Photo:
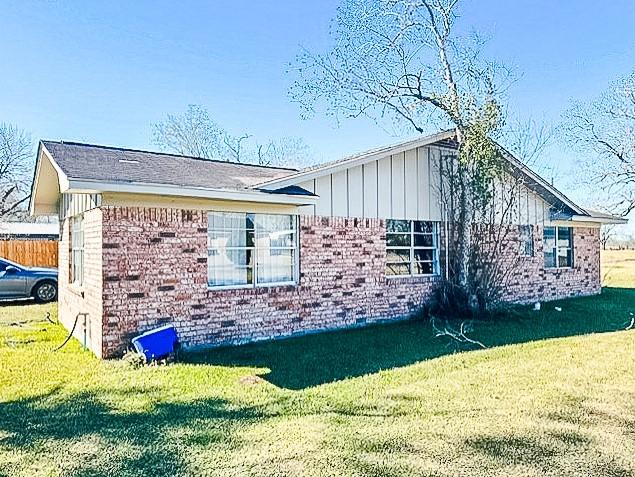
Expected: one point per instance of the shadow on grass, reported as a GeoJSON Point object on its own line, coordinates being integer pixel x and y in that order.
{"type": "Point", "coordinates": [101, 441]}
{"type": "Point", "coordinates": [311, 360]}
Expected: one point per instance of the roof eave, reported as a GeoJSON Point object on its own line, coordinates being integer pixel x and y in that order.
{"type": "Point", "coordinates": [36, 209]}
{"type": "Point", "coordinates": [247, 195]}
{"type": "Point", "coordinates": [599, 220]}
{"type": "Point", "coordinates": [355, 160]}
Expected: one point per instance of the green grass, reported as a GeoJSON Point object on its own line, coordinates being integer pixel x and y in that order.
{"type": "Point", "coordinates": [618, 268]}
{"type": "Point", "coordinates": [553, 395]}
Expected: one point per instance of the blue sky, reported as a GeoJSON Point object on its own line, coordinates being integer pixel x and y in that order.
{"type": "Point", "coordinates": [104, 71]}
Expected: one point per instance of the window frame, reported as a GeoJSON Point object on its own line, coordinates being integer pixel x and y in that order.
{"type": "Point", "coordinates": [527, 241]}
{"type": "Point", "coordinates": [75, 231]}
{"type": "Point", "coordinates": [412, 247]}
{"type": "Point", "coordinates": [557, 248]}
{"type": "Point", "coordinates": [295, 249]}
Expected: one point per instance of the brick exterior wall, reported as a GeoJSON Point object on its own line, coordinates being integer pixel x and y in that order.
{"type": "Point", "coordinates": [152, 269]}
{"type": "Point", "coordinates": [89, 297]}
{"type": "Point", "coordinates": [155, 272]}
{"type": "Point", "coordinates": [532, 282]}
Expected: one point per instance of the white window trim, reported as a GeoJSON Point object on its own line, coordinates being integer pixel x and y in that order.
{"type": "Point", "coordinates": [255, 284]}
{"type": "Point", "coordinates": [73, 280]}
{"type": "Point", "coordinates": [556, 248]}
{"type": "Point", "coordinates": [436, 264]}
{"type": "Point", "coordinates": [523, 243]}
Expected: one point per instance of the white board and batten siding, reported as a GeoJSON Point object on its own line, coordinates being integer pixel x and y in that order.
{"type": "Point", "coordinates": [400, 186]}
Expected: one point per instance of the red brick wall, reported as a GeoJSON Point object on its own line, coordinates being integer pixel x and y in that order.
{"type": "Point", "coordinates": [155, 272]}
{"type": "Point", "coordinates": [152, 270]}
{"type": "Point", "coordinates": [532, 282]}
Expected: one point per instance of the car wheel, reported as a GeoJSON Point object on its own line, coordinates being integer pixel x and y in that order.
{"type": "Point", "coordinates": [45, 292]}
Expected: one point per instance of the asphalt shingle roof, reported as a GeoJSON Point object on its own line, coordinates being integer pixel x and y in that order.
{"type": "Point", "coordinates": [112, 164]}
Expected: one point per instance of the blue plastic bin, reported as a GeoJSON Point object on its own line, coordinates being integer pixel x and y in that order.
{"type": "Point", "coordinates": [157, 343]}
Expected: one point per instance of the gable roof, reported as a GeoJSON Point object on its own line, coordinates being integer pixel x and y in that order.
{"type": "Point", "coordinates": [364, 157]}
{"type": "Point", "coordinates": [87, 168]}
{"type": "Point", "coordinates": [112, 164]}
{"type": "Point", "coordinates": [84, 167]}
{"type": "Point", "coordinates": [446, 139]}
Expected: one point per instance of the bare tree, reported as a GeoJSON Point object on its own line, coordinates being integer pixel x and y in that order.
{"type": "Point", "coordinates": [286, 151]}
{"type": "Point", "coordinates": [16, 156]}
{"type": "Point", "coordinates": [194, 133]}
{"type": "Point", "coordinates": [604, 129]}
{"type": "Point", "coordinates": [403, 60]}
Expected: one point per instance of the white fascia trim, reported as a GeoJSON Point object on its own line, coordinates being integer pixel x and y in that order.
{"type": "Point", "coordinates": [533, 175]}
{"type": "Point", "coordinates": [355, 160]}
{"type": "Point", "coordinates": [599, 220]}
{"type": "Point", "coordinates": [61, 178]}
{"type": "Point", "coordinates": [91, 186]}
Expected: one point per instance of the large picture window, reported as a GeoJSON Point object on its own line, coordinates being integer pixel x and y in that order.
{"type": "Point", "coordinates": [77, 250]}
{"type": "Point", "coordinates": [558, 247]}
{"type": "Point", "coordinates": [412, 248]}
{"type": "Point", "coordinates": [251, 249]}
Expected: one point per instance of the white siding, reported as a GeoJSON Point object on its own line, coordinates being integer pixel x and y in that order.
{"type": "Point", "coordinates": [355, 192]}
{"type": "Point", "coordinates": [307, 209]}
{"type": "Point", "coordinates": [384, 188]}
{"type": "Point", "coordinates": [398, 187]}
{"type": "Point", "coordinates": [340, 193]}
{"type": "Point", "coordinates": [74, 204]}
{"type": "Point", "coordinates": [370, 189]}
{"type": "Point", "coordinates": [323, 189]}
{"type": "Point", "coordinates": [411, 188]}
{"type": "Point", "coordinates": [435, 184]}
{"type": "Point", "coordinates": [405, 185]}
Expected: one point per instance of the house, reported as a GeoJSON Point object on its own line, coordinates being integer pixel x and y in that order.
{"type": "Point", "coordinates": [231, 253]}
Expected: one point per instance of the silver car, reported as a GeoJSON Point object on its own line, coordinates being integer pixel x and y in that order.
{"type": "Point", "coordinates": [19, 281]}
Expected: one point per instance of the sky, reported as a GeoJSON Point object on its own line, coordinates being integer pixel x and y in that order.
{"type": "Point", "coordinates": [103, 72]}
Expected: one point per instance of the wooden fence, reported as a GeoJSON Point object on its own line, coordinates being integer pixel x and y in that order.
{"type": "Point", "coordinates": [36, 253]}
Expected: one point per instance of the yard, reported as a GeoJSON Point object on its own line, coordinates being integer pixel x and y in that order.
{"type": "Point", "coordinates": [553, 395]}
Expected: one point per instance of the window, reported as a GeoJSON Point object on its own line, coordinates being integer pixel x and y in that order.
{"type": "Point", "coordinates": [526, 233]}
{"type": "Point", "coordinates": [558, 247]}
{"type": "Point", "coordinates": [250, 249]}
{"type": "Point", "coordinates": [412, 248]}
{"type": "Point", "coordinates": [77, 250]}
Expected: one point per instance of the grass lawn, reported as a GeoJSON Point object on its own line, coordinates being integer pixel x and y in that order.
{"type": "Point", "coordinates": [618, 268]}
{"type": "Point", "coordinates": [553, 395]}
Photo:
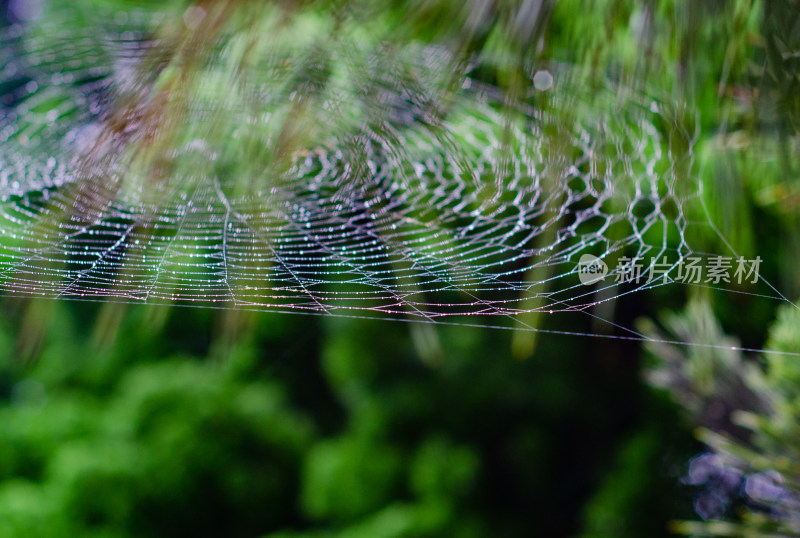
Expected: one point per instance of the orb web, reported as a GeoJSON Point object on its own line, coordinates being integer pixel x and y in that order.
{"type": "Point", "coordinates": [398, 186]}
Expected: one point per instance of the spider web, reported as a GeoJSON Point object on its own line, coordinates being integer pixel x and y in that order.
{"type": "Point", "coordinates": [405, 189]}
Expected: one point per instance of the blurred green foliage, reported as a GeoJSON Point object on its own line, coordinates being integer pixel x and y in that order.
{"type": "Point", "coordinates": [119, 421]}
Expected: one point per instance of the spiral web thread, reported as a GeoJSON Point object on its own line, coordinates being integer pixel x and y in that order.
{"type": "Point", "coordinates": [418, 218]}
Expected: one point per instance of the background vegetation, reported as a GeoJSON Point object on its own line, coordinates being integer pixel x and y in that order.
{"type": "Point", "coordinates": [149, 421]}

___

## WRITTEN TASK
Present every line of the listing above as a numbered list, leaving out blank lines and the pictures.

## ANSWER FOR THE TASK
1. Photo:
2. Expected: one point per instance of the shadow on grass, reported as a GeoJSON Point object on its own line, coordinates being integer pixel x and y in that order.
3. {"type": "Point", "coordinates": [101, 441]}
4. {"type": "Point", "coordinates": [311, 360]}
5. Expected: one point per instance of the roof eave, reported as a GeoJSON Point object on its own line, coordinates being integer pixel x and y in that order.
6. {"type": "Point", "coordinates": [36, 209]}
7. {"type": "Point", "coordinates": [247, 195]}
8. {"type": "Point", "coordinates": [599, 220]}
9. {"type": "Point", "coordinates": [355, 160]}
10. Expected: one point per instance of the green grass, reported as a GeoJSON Point object on its own line, coordinates being integer pixel x and y in that order.
11. {"type": "Point", "coordinates": [618, 268]}
12. {"type": "Point", "coordinates": [553, 395]}
13. Expected: one point per instance of the blue sky, reported as a GeoJSON Point object on its own line, coordinates being integer pixel x and y in that order.
14. {"type": "Point", "coordinates": [104, 71]}
15. Expected: one point per instance of the window frame, reported as a GeoJSON Point object on its own line, coordinates being integer pixel x and y in that order.
16. {"type": "Point", "coordinates": [527, 241]}
17. {"type": "Point", "coordinates": [75, 231]}
18. {"type": "Point", "coordinates": [412, 247]}
19. {"type": "Point", "coordinates": [557, 248]}
20. {"type": "Point", "coordinates": [295, 249]}
21. Expected: one point per instance of the brick exterior wall, reported as a GeoJSON Point object on its own line, coordinates being integer pixel x and y in that order.
22. {"type": "Point", "coordinates": [152, 269]}
23. {"type": "Point", "coordinates": [89, 297]}
24. {"type": "Point", "coordinates": [155, 272]}
25. {"type": "Point", "coordinates": [532, 282]}
26. Expected: one point per instance of the white window trim, reported as a GeoJSON Point object on its own line, coordinates being integer pixel x and y in that order.
27. {"type": "Point", "coordinates": [255, 284]}
28. {"type": "Point", "coordinates": [73, 280]}
29. {"type": "Point", "coordinates": [556, 248]}
30. {"type": "Point", "coordinates": [436, 264]}
31. {"type": "Point", "coordinates": [523, 243]}
32. Expected: one point per instance of the white board and batten siding, reported as a GeoJSON Point object on its own line, coordinates being integer pixel x and y in that order.
33. {"type": "Point", "coordinates": [400, 186]}
34. Expected: one point per instance of the red brick wall, reported as a GeoJSON Point object on its own line, coordinates being integer pixel x and y in that order.
35. {"type": "Point", "coordinates": [155, 272]}
36. {"type": "Point", "coordinates": [152, 270]}
37. {"type": "Point", "coordinates": [532, 282]}
38. Expected: one point per instance of the car wheel, reported as a GeoJSON Point object on its own line, coordinates being integer pixel x and y in that order.
39. {"type": "Point", "coordinates": [45, 292]}
40. Expected: one point per instance of the asphalt shingle roof, reported as a GeoJSON Point object on its own line, coordinates being integer pixel x and y in that order.
41. {"type": "Point", "coordinates": [112, 164]}
42. Expected: one point per instance of the blue plastic bin, reported as a GeoJSON Point object on its own line, coordinates being integer pixel x and y in that order.
43. {"type": "Point", "coordinates": [157, 343]}
44. Expected: one point per instance of the gable roof, reported as a GeoJSON Point object on its own line, coordinates being integer pixel x and y in that order.
45. {"type": "Point", "coordinates": [364, 157]}
46. {"type": "Point", "coordinates": [87, 168]}
47. {"type": "Point", "coordinates": [112, 164]}
48. {"type": "Point", "coordinates": [84, 167]}
49. {"type": "Point", "coordinates": [446, 139]}
50. Expected: one point per instance of the bare tree, reported as a GeoJSON Point object on its own line, coordinates being integer pixel x and y in that order.
51. {"type": "Point", "coordinates": [286, 151]}
52. {"type": "Point", "coordinates": [16, 156]}
53. {"type": "Point", "coordinates": [194, 133]}
54. {"type": "Point", "coordinates": [604, 129]}
55. {"type": "Point", "coordinates": [403, 60]}
56. Expected: one point per instance of the white fascia trim, reported as a GeoJSON Point object on its own line, coordinates being integer pixel x and y in that order.
57. {"type": "Point", "coordinates": [533, 175]}
58. {"type": "Point", "coordinates": [355, 160]}
59. {"type": "Point", "coordinates": [599, 220]}
60. {"type": "Point", "coordinates": [61, 178]}
61. {"type": "Point", "coordinates": [91, 186]}
62. Expected: one point per instance of the large picture window, reported as a GeoJSON Point object on its own line, coordinates being integer pixel x and y in that order.
63. {"type": "Point", "coordinates": [77, 250]}
64. {"type": "Point", "coordinates": [558, 247]}
65. {"type": "Point", "coordinates": [412, 248]}
66. {"type": "Point", "coordinates": [251, 249]}
67. Expected: one point per instance of the white siding, reported as a GeoJSON Point object on its own line, coordinates being integer pixel x and y in that order.
68. {"type": "Point", "coordinates": [355, 192]}
69. {"type": "Point", "coordinates": [307, 209]}
70. {"type": "Point", "coordinates": [384, 188]}
71. {"type": "Point", "coordinates": [398, 187]}
72. {"type": "Point", "coordinates": [340, 193]}
73. {"type": "Point", "coordinates": [74, 204]}
74. {"type": "Point", "coordinates": [370, 189]}
75. {"type": "Point", "coordinates": [323, 189]}
76. {"type": "Point", "coordinates": [411, 188]}
77. {"type": "Point", "coordinates": [435, 184]}
78. {"type": "Point", "coordinates": [405, 185]}
79. Expected: one point per instance of the house, reported as a GeoJSON Point object on its own line, coordinates being integer pixel x and y in that order.
80. {"type": "Point", "coordinates": [231, 253]}
81. Expected: one point per instance of the silver car, reported as a GeoJSON Point object on its own line, coordinates being integer pixel x and y in that order.
82. {"type": "Point", "coordinates": [19, 281]}
83. Expected: one point per instance of the sky, reported as a GeoJSON Point object on its own line, coordinates being integer pixel x and y in that order.
84. {"type": "Point", "coordinates": [103, 72]}
85. Expected: one point per instance of the wooden fence, reported as a GeoJSON Point object on its own line, coordinates being integer pixel x and y in that order.
86. {"type": "Point", "coordinates": [36, 253]}
87. Expected: one point per instance of the yard, reported as a GeoJSON Point object on its own line, coordinates being integer pixel x and y in that order.
88. {"type": "Point", "coordinates": [553, 395]}
89. Expected: one point per instance of the window, reported as a GeoJSON Point object on its own line, coordinates being integer pixel x and y in that order.
90. {"type": "Point", "coordinates": [526, 233]}
91. {"type": "Point", "coordinates": [558, 247]}
92. {"type": "Point", "coordinates": [250, 249]}
93. {"type": "Point", "coordinates": [412, 248]}
94. {"type": "Point", "coordinates": [77, 250]}
95. Expected: one point per instance of the grass lawn, reported as a GeoJSON Point object on its own line, coordinates being integer pixel x and y in that order.
96. {"type": "Point", "coordinates": [618, 268]}
97. {"type": "Point", "coordinates": [553, 395]}
98. Photo:
99. Expected: one point per instance of the orb web, reported as a GeoJSON Point object on its own line, coordinates being integer pixel x and y in that order.
100. {"type": "Point", "coordinates": [398, 186]}
101. Expected: one point per instance of the spider web, reported as a GeoJSON Point object on its own line, coordinates being integer pixel x and y in that order.
102. {"type": "Point", "coordinates": [405, 189]}
103. Expected: one point per instance of the blurred green foliage, reported as a GeoJSON Point object on its own line, coordinates being integer pixel x and y in that order.
104. {"type": "Point", "coordinates": [119, 421]}
105. Expected: one point per instance of the spiral web thread, reported as a GeoJSON Point object on its own line, coordinates being integer pixel x and y in that order.
106. {"type": "Point", "coordinates": [418, 218]}
107. Expected: one point per instance of the background vegetation, reported as a GeoJSON Point object on its own line, coordinates being integer pixel x and y in that order.
108. {"type": "Point", "coordinates": [149, 421]}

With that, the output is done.